§ **Task description**
Copy the result of filtering the entries below for lines that include the string "pixel".

§ **Exercise materials**
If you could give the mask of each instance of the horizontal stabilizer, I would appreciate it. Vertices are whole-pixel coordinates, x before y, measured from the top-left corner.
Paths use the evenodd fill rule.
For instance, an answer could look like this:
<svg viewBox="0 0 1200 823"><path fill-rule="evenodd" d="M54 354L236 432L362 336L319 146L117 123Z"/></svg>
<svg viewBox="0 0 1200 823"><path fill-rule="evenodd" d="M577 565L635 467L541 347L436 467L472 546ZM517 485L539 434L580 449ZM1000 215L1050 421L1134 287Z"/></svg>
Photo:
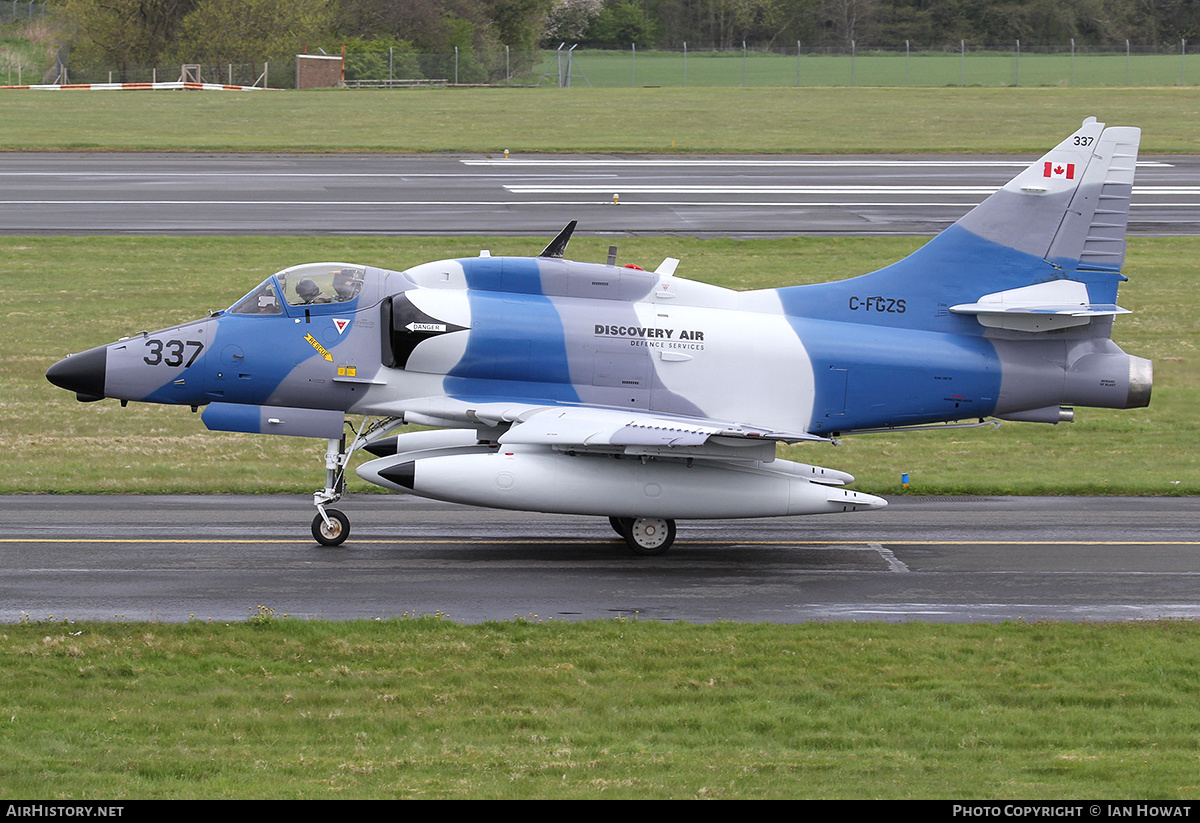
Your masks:
<svg viewBox="0 0 1200 823"><path fill-rule="evenodd" d="M1112 303L1090 302L1087 286L1074 280L1053 280L985 294L975 303L951 306L950 311L973 314L989 328L1030 332L1084 326L1093 317L1129 313Z"/></svg>

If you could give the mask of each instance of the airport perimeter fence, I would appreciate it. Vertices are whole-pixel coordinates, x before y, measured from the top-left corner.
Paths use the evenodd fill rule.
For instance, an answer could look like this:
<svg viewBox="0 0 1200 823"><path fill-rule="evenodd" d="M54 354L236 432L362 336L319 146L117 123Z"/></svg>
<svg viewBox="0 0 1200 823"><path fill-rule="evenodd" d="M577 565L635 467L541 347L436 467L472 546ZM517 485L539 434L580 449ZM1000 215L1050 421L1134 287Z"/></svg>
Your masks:
<svg viewBox="0 0 1200 823"><path fill-rule="evenodd" d="M502 53L347 54L347 85L438 78L449 84L592 88L736 86L1187 86L1200 84L1200 44L981 48L581 49ZM366 82L364 82L366 81Z"/></svg>
<svg viewBox="0 0 1200 823"><path fill-rule="evenodd" d="M517 53L463 50L414 53L361 47L344 61L350 88L509 86L542 88L639 87L1162 87L1200 85L1200 43L1152 47L1041 46L980 48L807 48L742 46L724 50L581 49L563 46ZM340 48L328 49L339 54ZM203 82L292 88L295 60L204 65ZM174 66L121 68L72 64L72 83L167 82Z"/></svg>
<svg viewBox="0 0 1200 823"><path fill-rule="evenodd" d="M1200 44L1170 47L1041 46L981 48L559 49L540 82L561 86L1187 86L1200 84ZM566 52L566 53L564 53Z"/></svg>
<svg viewBox="0 0 1200 823"><path fill-rule="evenodd" d="M46 0L0 0L0 25L41 20L46 16Z"/></svg>
<svg viewBox="0 0 1200 823"><path fill-rule="evenodd" d="M87 66L71 62L66 76L48 78L46 82L66 83L220 83L230 86L259 86L260 88L290 88L295 85L295 64L261 63L195 63L180 65L126 64L119 68ZM35 81L36 82L36 81ZM280 83L286 85L281 86Z"/></svg>

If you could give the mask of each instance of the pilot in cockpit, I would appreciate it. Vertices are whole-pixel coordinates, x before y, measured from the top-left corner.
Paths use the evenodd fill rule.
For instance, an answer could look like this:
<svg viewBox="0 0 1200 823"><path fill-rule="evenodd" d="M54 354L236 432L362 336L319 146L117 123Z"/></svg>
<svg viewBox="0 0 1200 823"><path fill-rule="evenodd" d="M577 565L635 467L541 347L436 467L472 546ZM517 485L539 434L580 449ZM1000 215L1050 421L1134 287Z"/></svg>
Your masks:
<svg viewBox="0 0 1200 823"><path fill-rule="evenodd" d="M334 298L327 294L321 294L321 287L316 281L311 278L304 278L296 284L296 294L300 297L300 302L304 305L312 303L333 303Z"/></svg>

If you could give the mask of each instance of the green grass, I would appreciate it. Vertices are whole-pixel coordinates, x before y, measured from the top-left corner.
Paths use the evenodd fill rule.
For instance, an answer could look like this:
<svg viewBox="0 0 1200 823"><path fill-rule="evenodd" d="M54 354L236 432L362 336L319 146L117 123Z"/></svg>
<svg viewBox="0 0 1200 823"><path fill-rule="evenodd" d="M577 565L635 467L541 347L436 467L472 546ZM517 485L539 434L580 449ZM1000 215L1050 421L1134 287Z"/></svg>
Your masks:
<svg viewBox="0 0 1200 823"><path fill-rule="evenodd" d="M663 257L679 274L731 288L848 277L896 260L915 238L622 240L621 258ZM572 256L603 260L609 240L580 237ZM307 492L322 481L323 444L211 433L187 408L116 401L81 404L45 370L75 351L228 306L273 271L310 260L402 269L418 262L536 254L545 238L0 238L8 350L0 360L0 492ZM846 437L839 447L789 447L786 456L849 471L856 487L913 494L1200 493L1200 359L1191 282L1198 238L1130 244L1115 338L1155 361L1148 409L1079 409L1059 426ZM30 276L30 273L38 273ZM300 467L300 468L297 468ZM377 491L352 478L354 491Z"/></svg>
<svg viewBox="0 0 1200 823"><path fill-rule="evenodd" d="M558 57L544 56L537 75L554 82ZM790 54L753 49L682 51L630 49L576 50L573 87L954 87L1183 86L1200 82L1200 57L1171 54L1070 51L1054 54L1015 51L952 52L867 50L849 54Z"/></svg>
<svg viewBox="0 0 1200 823"><path fill-rule="evenodd" d="M382 95L382 96L381 96ZM1087 114L1192 152L1194 91L0 92L0 145L245 151L1043 151ZM845 111L855 112L846 117ZM389 268L544 238L0 238L0 491L309 491L320 448L185 409L78 404L71 351L224 307L304 260ZM734 288L849 276L920 240L623 240ZM603 260L607 240L573 256ZM1054 428L847 438L862 488L1200 490L1191 272L1131 244L1117 340L1148 410ZM310 470L297 466L308 466ZM1178 479L1179 484L1170 484ZM1170 487L1167 488L1167 484ZM357 489L362 490L362 489ZM452 605L447 604L453 618ZM0 798L1196 798L1197 625L458 626L430 618L0 631Z"/></svg>
<svg viewBox="0 0 1200 823"><path fill-rule="evenodd" d="M0 90L0 114L9 151L1040 154L1088 115L1200 151L1192 88Z"/></svg>
<svg viewBox="0 0 1200 823"><path fill-rule="evenodd" d="M0 632L0 799L1200 796L1200 626Z"/></svg>

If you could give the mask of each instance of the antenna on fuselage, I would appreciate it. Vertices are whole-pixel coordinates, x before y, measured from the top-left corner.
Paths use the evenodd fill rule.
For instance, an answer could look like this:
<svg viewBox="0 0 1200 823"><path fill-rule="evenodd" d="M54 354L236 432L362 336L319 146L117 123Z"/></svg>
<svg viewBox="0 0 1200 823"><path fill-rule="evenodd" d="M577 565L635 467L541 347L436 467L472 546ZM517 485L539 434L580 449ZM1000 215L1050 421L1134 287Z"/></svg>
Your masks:
<svg viewBox="0 0 1200 823"><path fill-rule="evenodd" d="M558 233L558 237L555 237L550 241L550 245L542 249L542 253L538 257L562 257L567 251L567 244L571 242L571 235L578 222L578 220L572 220L568 223L567 227Z"/></svg>

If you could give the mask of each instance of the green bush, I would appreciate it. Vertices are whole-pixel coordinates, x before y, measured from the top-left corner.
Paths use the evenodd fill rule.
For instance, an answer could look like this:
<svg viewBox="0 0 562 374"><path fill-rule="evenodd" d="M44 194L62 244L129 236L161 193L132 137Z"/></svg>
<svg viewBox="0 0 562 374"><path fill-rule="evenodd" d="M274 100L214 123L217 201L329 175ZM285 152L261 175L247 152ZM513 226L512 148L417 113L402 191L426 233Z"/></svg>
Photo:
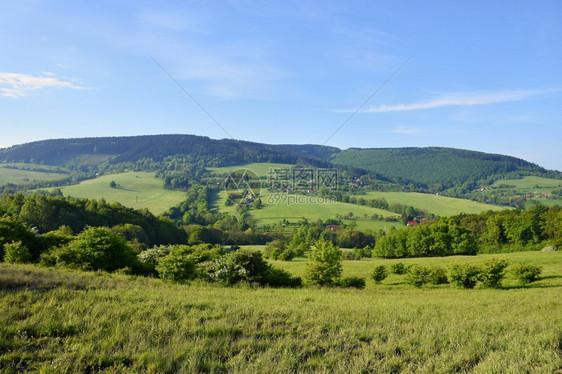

§ **Solution**
If you could give the mask of each instance of the horizontal stabilizer, I would appreciate it. Vertices are whole-pixel coordinates, x before y, measured from the top-left corner.
If you could give the mask of each instance of the airport perimeter fence, I would appreciate it. Vertices are whole-pixel coordinates, x before y, measured from the top-left corner.
If you could give the mask of each instance of the pilot in cockpit, I would appreciate it. Vertices are whole-pixel coordinates, x before y, measured from the top-left corner.
If you could give the mask of each instance of the green grass, I would appreciate it. Vertices are whole-pixel coordinates, x before y, measured from the top-left corner.
If you could give the mask of each instance of the antenna on fuselage, I would appreciate it. Vertices are whole-pixel coordinates, x before y, measured from the top-left corner.
If you could give the mask of each instance of the green bush, I would appreciate it. Vertices are whole-pixel coordinates, x before y, measured from the top-left corner.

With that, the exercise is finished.